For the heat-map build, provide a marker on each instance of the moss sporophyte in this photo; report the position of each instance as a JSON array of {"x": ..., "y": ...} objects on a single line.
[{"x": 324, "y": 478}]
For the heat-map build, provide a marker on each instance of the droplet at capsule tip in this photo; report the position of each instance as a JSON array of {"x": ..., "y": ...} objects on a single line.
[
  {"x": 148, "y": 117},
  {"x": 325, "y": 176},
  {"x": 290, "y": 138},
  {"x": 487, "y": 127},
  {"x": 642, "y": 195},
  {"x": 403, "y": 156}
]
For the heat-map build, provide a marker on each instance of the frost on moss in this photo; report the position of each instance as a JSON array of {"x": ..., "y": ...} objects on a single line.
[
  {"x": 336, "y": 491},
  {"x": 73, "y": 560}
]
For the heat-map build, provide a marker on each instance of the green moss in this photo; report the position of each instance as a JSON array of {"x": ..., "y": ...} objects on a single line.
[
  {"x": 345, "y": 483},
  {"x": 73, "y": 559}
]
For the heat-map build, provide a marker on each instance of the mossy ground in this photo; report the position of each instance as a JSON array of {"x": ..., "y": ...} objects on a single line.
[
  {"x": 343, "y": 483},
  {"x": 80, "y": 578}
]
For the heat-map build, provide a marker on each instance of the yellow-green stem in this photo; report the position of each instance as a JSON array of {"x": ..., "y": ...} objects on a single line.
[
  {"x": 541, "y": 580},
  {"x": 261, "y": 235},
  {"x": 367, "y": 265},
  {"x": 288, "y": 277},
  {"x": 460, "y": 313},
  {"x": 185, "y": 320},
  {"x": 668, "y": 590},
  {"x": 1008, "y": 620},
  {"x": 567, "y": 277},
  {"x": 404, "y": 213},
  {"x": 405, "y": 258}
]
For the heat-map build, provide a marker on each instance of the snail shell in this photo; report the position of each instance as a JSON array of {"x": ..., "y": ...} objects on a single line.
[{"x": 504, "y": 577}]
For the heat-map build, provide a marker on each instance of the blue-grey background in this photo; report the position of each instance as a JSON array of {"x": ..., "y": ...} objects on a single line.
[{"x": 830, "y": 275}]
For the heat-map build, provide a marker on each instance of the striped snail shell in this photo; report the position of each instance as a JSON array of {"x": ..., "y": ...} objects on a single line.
◆ ◆ ◆ ◆ ◆
**EXERCISE BRIEF**
Output every row above verbatim, in the same order and with no changes.

**FINISHED TASK**
For the heat-map build, provide a marker on each instance of the moss sporophyte in this photo; report the position of each instance as a JSON array of {"x": ..., "y": ...} objects on a single line.
[{"x": 324, "y": 478}]
For the heat-map build, provide a marker on each instance of the droplet at capsule tip in this photo; report the position of each instance as a JSON array of {"x": ..., "y": ...} objects on a single line.
[
  {"x": 148, "y": 117},
  {"x": 325, "y": 176},
  {"x": 290, "y": 138},
  {"x": 487, "y": 127},
  {"x": 642, "y": 195},
  {"x": 403, "y": 156}
]
For the heat-map build, provide a marker on each instance of the frost on moss in this photo; report the position of each instance as a JSON array of {"x": ..., "y": ...} objects on a single line.
[
  {"x": 336, "y": 491},
  {"x": 73, "y": 560}
]
For the heat-map build, provide a marker on each instance of the green moss in this photo; report the position of each instance as a JSON array of {"x": ..., "y": ...} objects on a single line.
[
  {"x": 345, "y": 483},
  {"x": 73, "y": 559}
]
For the heat-map build, provide a marker on each instance of the mossy ground in this photo; report the position of each instance as a JSON array of {"x": ..., "y": ...} objects on a single line.
[
  {"x": 343, "y": 483},
  {"x": 80, "y": 578}
]
For the heat-map build, provide a marker on each instance of the yellow-green stem in this photo; report the position of each instance as a JSON array of {"x": ..., "y": ...} objects on a single line.
[
  {"x": 541, "y": 580},
  {"x": 261, "y": 235},
  {"x": 367, "y": 265},
  {"x": 288, "y": 277},
  {"x": 460, "y": 313},
  {"x": 185, "y": 320},
  {"x": 668, "y": 590},
  {"x": 1008, "y": 620},
  {"x": 567, "y": 277},
  {"x": 404, "y": 213},
  {"x": 405, "y": 258}
]
For the heat-map build, provide a marker on each instance of the snail shell in this photo; report the position of each instance as a JSON array of {"x": ..., "y": ...} objects on a single line.
[{"x": 504, "y": 577}]
For the heat-map build, provide a marker on each instance of the blue-grey background in this photo; report the position of each instance as a JSON array of {"x": ..., "y": ...} objects on a single line.
[{"x": 830, "y": 275}]
For the heat-map build, provide a marker on each instance of the striped snail shell in this photo; report the position of each instance as a JSON array of {"x": ..., "y": ...} objects on a single line.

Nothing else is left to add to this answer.